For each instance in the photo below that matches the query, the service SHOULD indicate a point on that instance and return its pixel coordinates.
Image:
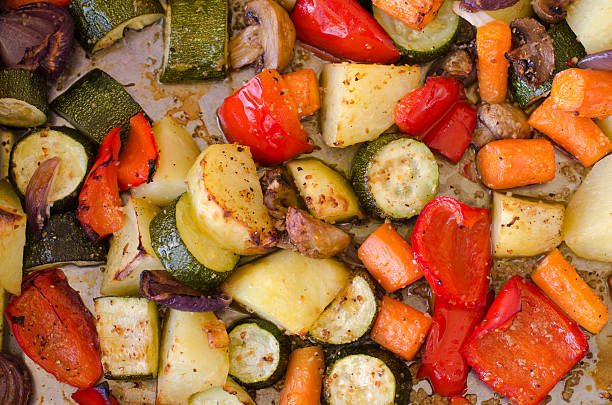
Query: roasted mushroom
(550, 11)
(532, 54)
(312, 237)
(271, 41)
(500, 121)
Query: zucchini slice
(75, 151)
(95, 104)
(426, 45)
(128, 329)
(259, 353)
(23, 98)
(394, 177)
(196, 39)
(366, 375)
(63, 241)
(188, 253)
(349, 316)
(100, 23)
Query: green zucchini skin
(176, 258)
(361, 165)
(566, 47)
(69, 202)
(196, 40)
(403, 377)
(95, 104)
(63, 241)
(95, 20)
(284, 350)
(25, 86)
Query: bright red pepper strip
(263, 116)
(344, 29)
(99, 207)
(55, 329)
(98, 395)
(443, 363)
(453, 133)
(420, 109)
(138, 157)
(531, 351)
(452, 248)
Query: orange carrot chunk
(416, 14)
(560, 282)
(400, 328)
(389, 258)
(509, 163)
(579, 136)
(304, 377)
(303, 86)
(493, 40)
(585, 92)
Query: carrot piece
(303, 86)
(583, 91)
(400, 328)
(493, 40)
(416, 14)
(560, 282)
(389, 258)
(509, 163)
(304, 377)
(578, 135)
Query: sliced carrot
(578, 135)
(509, 163)
(416, 14)
(389, 258)
(400, 328)
(583, 91)
(493, 40)
(303, 86)
(304, 377)
(562, 284)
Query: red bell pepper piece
(453, 133)
(98, 395)
(99, 207)
(420, 109)
(55, 329)
(524, 353)
(452, 248)
(344, 29)
(263, 116)
(138, 157)
(443, 363)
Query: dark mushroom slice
(550, 11)
(272, 43)
(312, 237)
(500, 121)
(532, 55)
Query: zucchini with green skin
(190, 255)
(426, 45)
(259, 353)
(196, 40)
(75, 151)
(63, 241)
(23, 98)
(566, 48)
(100, 23)
(95, 104)
(394, 177)
(366, 375)
(349, 316)
(128, 329)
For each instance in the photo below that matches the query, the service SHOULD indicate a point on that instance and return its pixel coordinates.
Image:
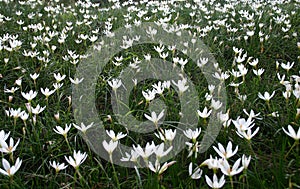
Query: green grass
(275, 159)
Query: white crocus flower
(215, 183)
(58, 77)
(10, 170)
(76, 81)
(154, 117)
(110, 147)
(157, 168)
(83, 128)
(77, 159)
(266, 97)
(192, 134)
(292, 133)
(115, 137)
(30, 95)
(181, 84)
(196, 173)
(226, 154)
(231, 171)
(37, 110)
(115, 83)
(57, 166)
(61, 131)
(5, 148)
(205, 113)
(47, 92)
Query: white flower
(266, 96)
(247, 134)
(252, 114)
(192, 134)
(58, 77)
(160, 169)
(30, 95)
(3, 135)
(215, 183)
(131, 157)
(34, 76)
(205, 113)
(212, 163)
(110, 147)
(57, 166)
(115, 83)
(5, 148)
(149, 149)
(47, 92)
(159, 88)
(154, 117)
(225, 153)
(242, 124)
(77, 159)
(113, 136)
(292, 133)
(61, 131)
(149, 95)
(83, 128)
(196, 173)
(76, 81)
(37, 110)
(216, 104)
(10, 170)
(166, 135)
(181, 84)
(245, 161)
(258, 72)
(287, 66)
(231, 171)
(159, 150)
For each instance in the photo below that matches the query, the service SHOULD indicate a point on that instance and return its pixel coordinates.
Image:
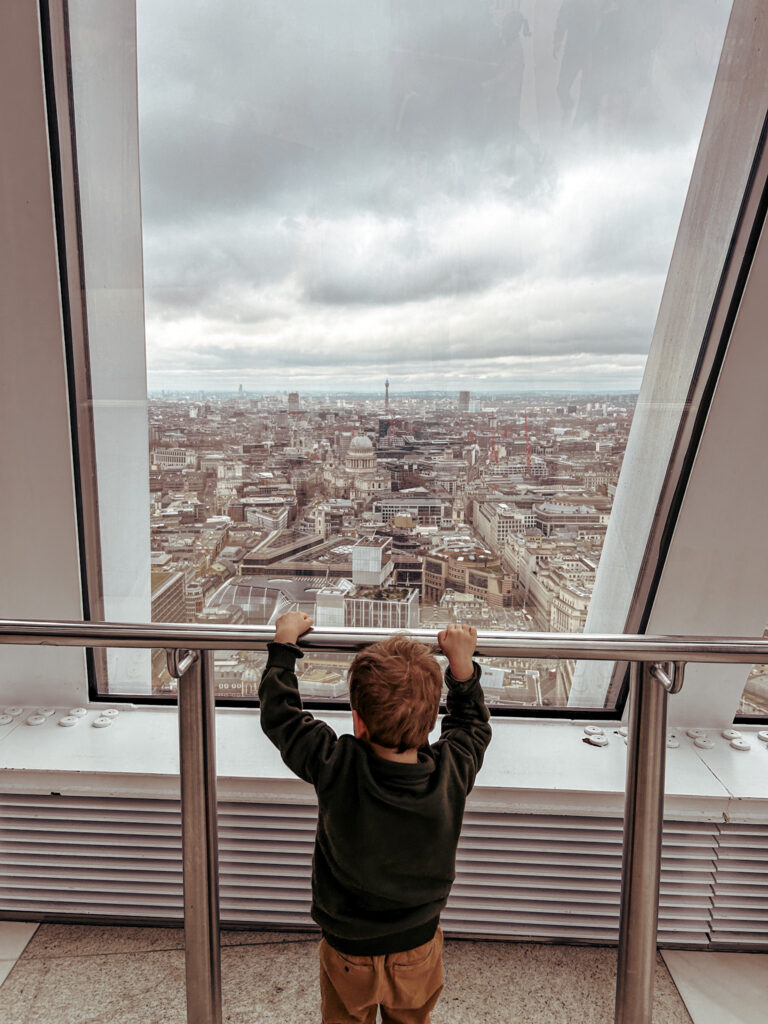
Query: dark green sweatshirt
(385, 850)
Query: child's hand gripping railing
(657, 666)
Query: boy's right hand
(290, 627)
(458, 643)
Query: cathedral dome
(360, 444)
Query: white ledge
(532, 766)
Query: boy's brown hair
(394, 686)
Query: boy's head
(394, 686)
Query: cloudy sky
(452, 194)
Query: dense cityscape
(383, 511)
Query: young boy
(390, 808)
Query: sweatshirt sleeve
(304, 742)
(466, 729)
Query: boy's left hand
(290, 627)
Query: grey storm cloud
(371, 177)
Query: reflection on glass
(402, 263)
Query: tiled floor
(73, 974)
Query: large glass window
(402, 261)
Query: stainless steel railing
(657, 666)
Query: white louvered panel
(560, 878)
(739, 913)
(518, 876)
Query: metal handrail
(657, 670)
(491, 643)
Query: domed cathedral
(360, 457)
(364, 474)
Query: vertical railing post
(199, 836)
(641, 863)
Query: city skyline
(451, 192)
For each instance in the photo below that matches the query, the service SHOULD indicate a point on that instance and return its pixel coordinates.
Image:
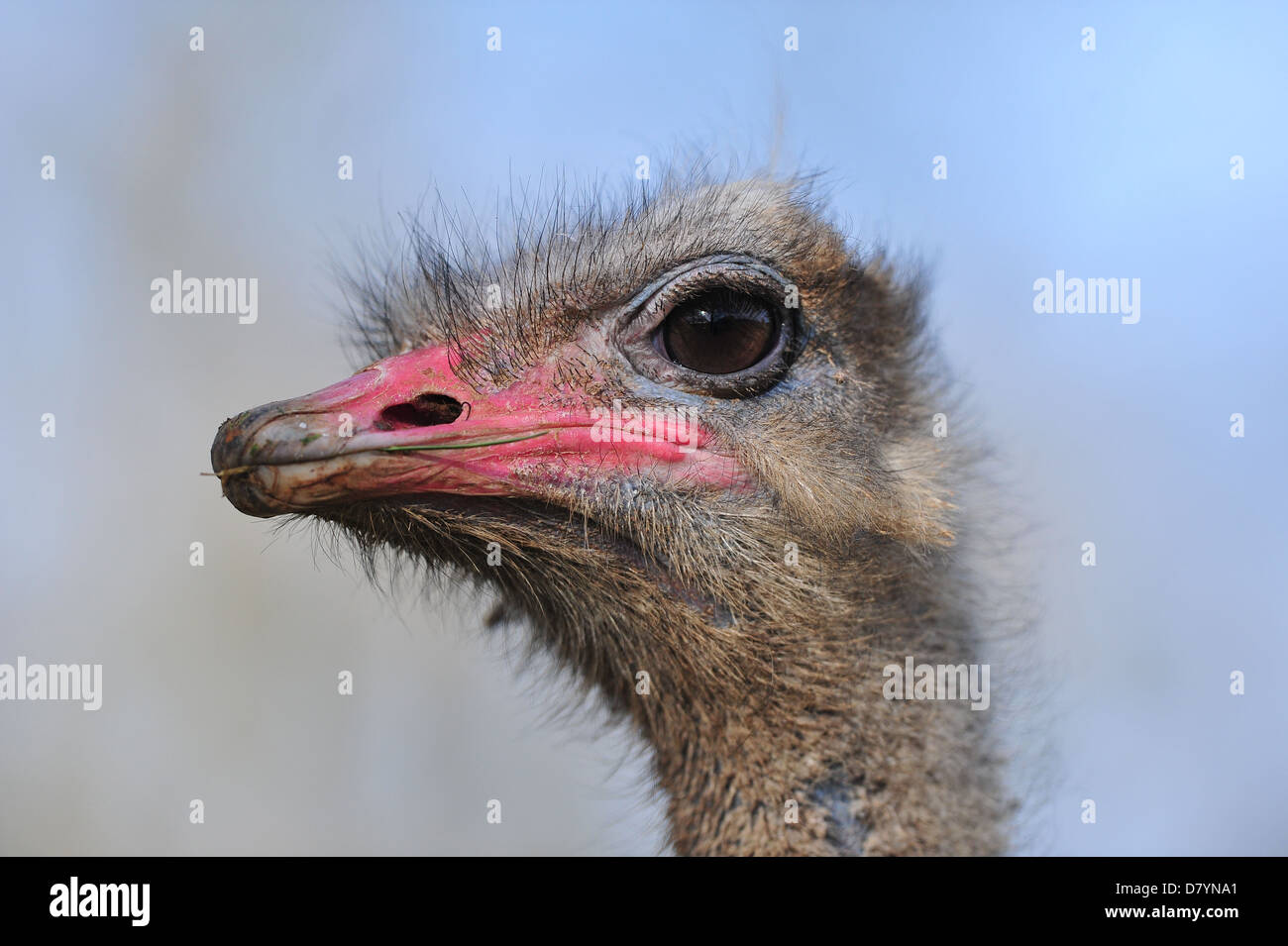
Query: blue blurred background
(220, 680)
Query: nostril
(425, 411)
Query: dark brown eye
(720, 332)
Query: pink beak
(408, 425)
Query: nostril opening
(425, 411)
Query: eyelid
(656, 301)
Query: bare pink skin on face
(366, 438)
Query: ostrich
(686, 438)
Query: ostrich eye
(719, 332)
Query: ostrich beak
(408, 425)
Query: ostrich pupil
(719, 332)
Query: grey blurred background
(219, 681)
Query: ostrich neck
(819, 762)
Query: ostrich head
(687, 438)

──────────────────────────────

= What this task involves =
Copy every record above exactly as written, but leave out the pictures.

= Solution to the exercise =
For each instance in the photo below that matches the query, the service SHOULD indicate a point on that instance and return its pixel coordinates.
Image:
Query: roasted mushroom
(550, 11)
(532, 54)
(312, 237)
(271, 41)
(500, 121)
Query: zucchini slice
(75, 151)
(95, 104)
(426, 45)
(128, 329)
(259, 353)
(23, 98)
(394, 177)
(196, 39)
(366, 375)
(63, 241)
(188, 253)
(349, 316)
(100, 23)
Query: green zucchini skin
(176, 258)
(361, 165)
(566, 47)
(69, 202)
(196, 40)
(403, 377)
(95, 104)
(63, 241)
(95, 20)
(284, 350)
(25, 86)
Query: bright red pepper strip
(263, 116)
(344, 29)
(99, 207)
(55, 329)
(98, 395)
(443, 363)
(453, 133)
(420, 109)
(138, 157)
(531, 351)
(452, 248)
Query: orange carrot chunk
(416, 14)
(560, 282)
(400, 328)
(389, 258)
(509, 163)
(579, 136)
(304, 377)
(303, 86)
(493, 40)
(585, 92)
Query: carrot piece
(303, 86)
(583, 91)
(400, 328)
(493, 40)
(416, 14)
(560, 282)
(389, 258)
(509, 163)
(304, 377)
(578, 135)
Query: sliced carrot
(578, 135)
(509, 163)
(416, 14)
(389, 258)
(400, 328)
(583, 91)
(493, 40)
(303, 86)
(304, 377)
(562, 284)
Query: red bell pepper piece
(453, 133)
(98, 395)
(99, 207)
(420, 109)
(55, 329)
(524, 353)
(452, 248)
(344, 29)
(263, 116)
(138, 157)
(443, 363)
Query: dark mushroom slice
(550, 11)
(272, 43)
(312, 237)
(500, 121)
(532, 55)
Query: zucchini with green skin
(190, 255)
(426, 45)
(259, 353)
(196, 40)
(75, 151)
(63, 241)
(23, 98)
(566, 48)
(100, 23)
(95, 104)
(394, 177)
(366, 375)
(349, 316)
(128, 329)
For each instance in the photo below that matches the query, the service SHOULD indicate a point on that instance and return its pixel coordinates.
Image:
Query: green grass
(275, 159)
Query: white crocus flower
(215, 183)
(58, 77)
(10, 170)
(76, 81)
(154, 117)
(110, 147)
(157, 168)
(83, 128)
(77, 159)
(266, 97)
(192, 134)
(292, 133)
(115, 137)
(30, 95)
(181, 84)
(196, 173)
(226, 154)
(231, 171)
(37, 110)
(115, 83)
(57, 166)
(61, 131)
(5, 148)
(205, 113)
(47, 92)
Query: white flower
(266, 96)
(247, 134)
(252, 114)
(192, 134)
(58, 77)
(160, 169)
(30, 95)
(3, 135)
(215, 183)
(131, 157)
(34, 76)
(205, 113)
(212, 163)
(110, 147)
(57, 166)
(115, 83)
(5, 148)
(149, 149)
(47, 92)
(159, 88)
(154, 117)
(225, 153)
(242, 124)
(77, 159)
(113, 136)
(292, 133)
(61, 131)
(149, 95)
(83, 128)
(196, 173)
(76, 81)
(37, 110)
(216, 104)
(10, 170)
(166, 135)
(181, 84)
(245, 161)
(258, 72)
(287, 66)
(231, 171)
(159, 150)
For each instance in the photo below that matches the query, the service SHOULD indicate a point on that instance and return its pixel coordinates.
Image:
Query: dark green sweatshirt
(385, 850)
Query: child's hand gripping railing
(657, 666)
Query: boy's right hand
(290, 627)
(458, 643)
Query: cathedral dome
(360, 444)
Query: white ledge
(532, 766)
Query: boy's brown hair
(394, 686)
Query: boy's head
(394, 686)
Query: cloudy sky
(452, 194)
Query: dense cityscape
(383, 511)
Query: young boy
(390, 808)
Query: sweatshirt sleeve
(304, 742)
(466, 729)
Query: boy's left hand
(290, 627)
Query: grey storm cloud
(371, 177)
Query: reflection on glass
(402, 263)
Query: tiled floor
(73, 974)
Query: large glass window
(402, 261)
Query: stainless steel railing
(657, 666)
Query: white louvered panel
(560, 878)
(739, 913)
(518, 876)
Query: metal handrail
(657, 670)
(491, 643)
Query: domed cathedral
(360, 457)
(364, 474)
Query: vertical railing post
(199, 836)
(641, 863)
Query: city skyline
(451, 192)
For each instance in the photo below that matches the query, the service SHOULD indicate a point on that instance and return its pixel coordinates.
Image:
Query: blue blurred background
(220, 680)
Query: nostril
(425, 411)
Query: dark brown eye
(720, 332)
Query: pink beak
(408, 425)
Query: nostril opening
(425, 411)
Query: eyelid
(656, 301)
Query: bare pink skin on face
(366, 438)
Query: ostrich
(686, 438)
Query: ostrich eye
(719, 332)
Query: ostrich beak
(408, 425)
Query: ostrich pupil
(719, 332)
Query: grey blurred background
(219, 681)
Query: ostrich neck
(819, 762)
Query: ostrich head
(687, 438)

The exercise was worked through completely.